◆ Task prompt
Reproduce the following entries verbatim, omitting the pictures from your answer.

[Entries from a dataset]
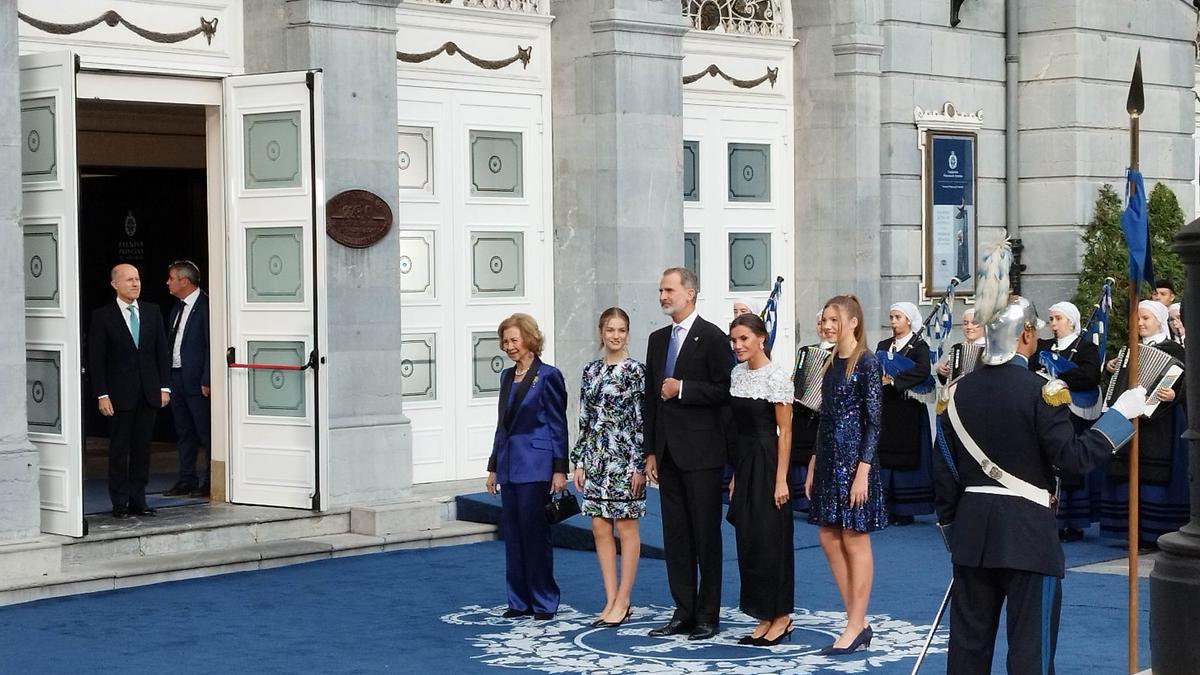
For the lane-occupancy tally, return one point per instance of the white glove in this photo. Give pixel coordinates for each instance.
(1132, 404)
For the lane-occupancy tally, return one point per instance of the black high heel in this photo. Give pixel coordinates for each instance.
(862, 640)
(629, 613)
(763, 641)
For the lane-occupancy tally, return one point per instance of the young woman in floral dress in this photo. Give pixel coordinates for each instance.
(609, 463)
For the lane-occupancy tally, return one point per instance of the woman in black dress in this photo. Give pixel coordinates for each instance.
(760, 503)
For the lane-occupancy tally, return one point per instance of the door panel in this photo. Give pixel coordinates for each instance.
(274, 167)
(53, 335)
(474, 250)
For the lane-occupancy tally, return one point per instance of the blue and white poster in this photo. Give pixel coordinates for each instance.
(952, 215)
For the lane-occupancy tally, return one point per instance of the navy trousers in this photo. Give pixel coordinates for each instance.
(528, 554)
(191, 413)
(1033, 604)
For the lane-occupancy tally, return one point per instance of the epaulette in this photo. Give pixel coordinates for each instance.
(1055, 393)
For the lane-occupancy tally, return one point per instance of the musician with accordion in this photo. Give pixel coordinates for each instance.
(810, 365)
(963, 357)
(1162, 454)
(1075, 360)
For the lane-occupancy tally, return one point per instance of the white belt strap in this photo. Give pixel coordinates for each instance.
(1012, 485)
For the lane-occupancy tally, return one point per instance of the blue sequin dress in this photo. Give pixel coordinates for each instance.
(849, 434)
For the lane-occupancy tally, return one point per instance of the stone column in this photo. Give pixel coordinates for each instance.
(1175, 580)
(354, 43)
(19, 517)
(838, 141)
(618, 167)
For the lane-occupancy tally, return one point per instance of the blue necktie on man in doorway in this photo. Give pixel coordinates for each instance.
(135, 323)
(672, 351)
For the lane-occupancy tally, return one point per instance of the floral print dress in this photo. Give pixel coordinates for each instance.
(610, 444)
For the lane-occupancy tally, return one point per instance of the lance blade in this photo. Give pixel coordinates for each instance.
(1137, 101)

◆ Solution below
For the lane-occupancy tally, return one point per instance of the white glove in this photo. Give pixel coordinates for each instance.
(1132, 404)
For the lane-occupancy tally, return one point per instance of the black high heel in this photo. Give pixel coordinates for each instance.
(862, 640)
(629, 613)
(763, 641)
For the lane-occupancy tally, return one point per instance of the young woman in floral dress in this photo. Give pixel coordinates for each instance.
(609, 463)
For the lane-occupancy tally, return one point per instance of the woman in black dress in this photo. Give pixel coordinates for each instance.
(760, 503)
For the lane-occupancy tally, return one point per instance of the door panel in this photo. Give pixel coordinates for each instance.
(274, 167)
(53, 335)
(474, 250)
For the lane-occupancy tally, return one point per instance of the blue and white poster in this photo. Give pixel coordinates for each instance.
(952, 215)
For the lane-occupancy tally, return one point per instance of the navy trousers in this photo. Give pixel coordinates for each instance.
(528, 554)
(191, 413)
(1033, 604)
For the lane-occupancy tally, return one point per instance of the epaulette in this photo. Give pixel coordinates for each instance.
(1055, 393)
For the lane-occupancy tally, return one point per instance of the musician with accordion in this photo. Give pixel coordinates for each instance.
(810, 365)
(963, 357)
(1162, 454)
(1075, 360)
For the lane-occupancy tally, return one point per instance of the white belt strap in this photo. Give pixel coordinates for each instance.
(1012, 485)
For the lane-occupancy tally, return one point per instance of the blue sequin dress in this photo. Give pixel coordinates for each instance.
(849, 434)
For the lane-occupancy tally, return one point per instance of the stone column in this photo. Give pixel coordinates for each instance.
(1175, 580)
(354, 43)
(19, 517)
(838, 141)
(618, 167)
For the lane-occupancy tally, return one point per instance of the blue necktie on man in doorway in this photo. Give pixel coordinates for each instance.
(135, 323)
(672, 351)
For the lane-occupancy tally, return one point per instance of the floral print dress in this photo. Give pixel coordinates for each instance.
(610, 444)
For the lane-occupancy tally, return one point per instance of the lance blade in this photo. Give pixel coordinates for each instance.
(1137, 101)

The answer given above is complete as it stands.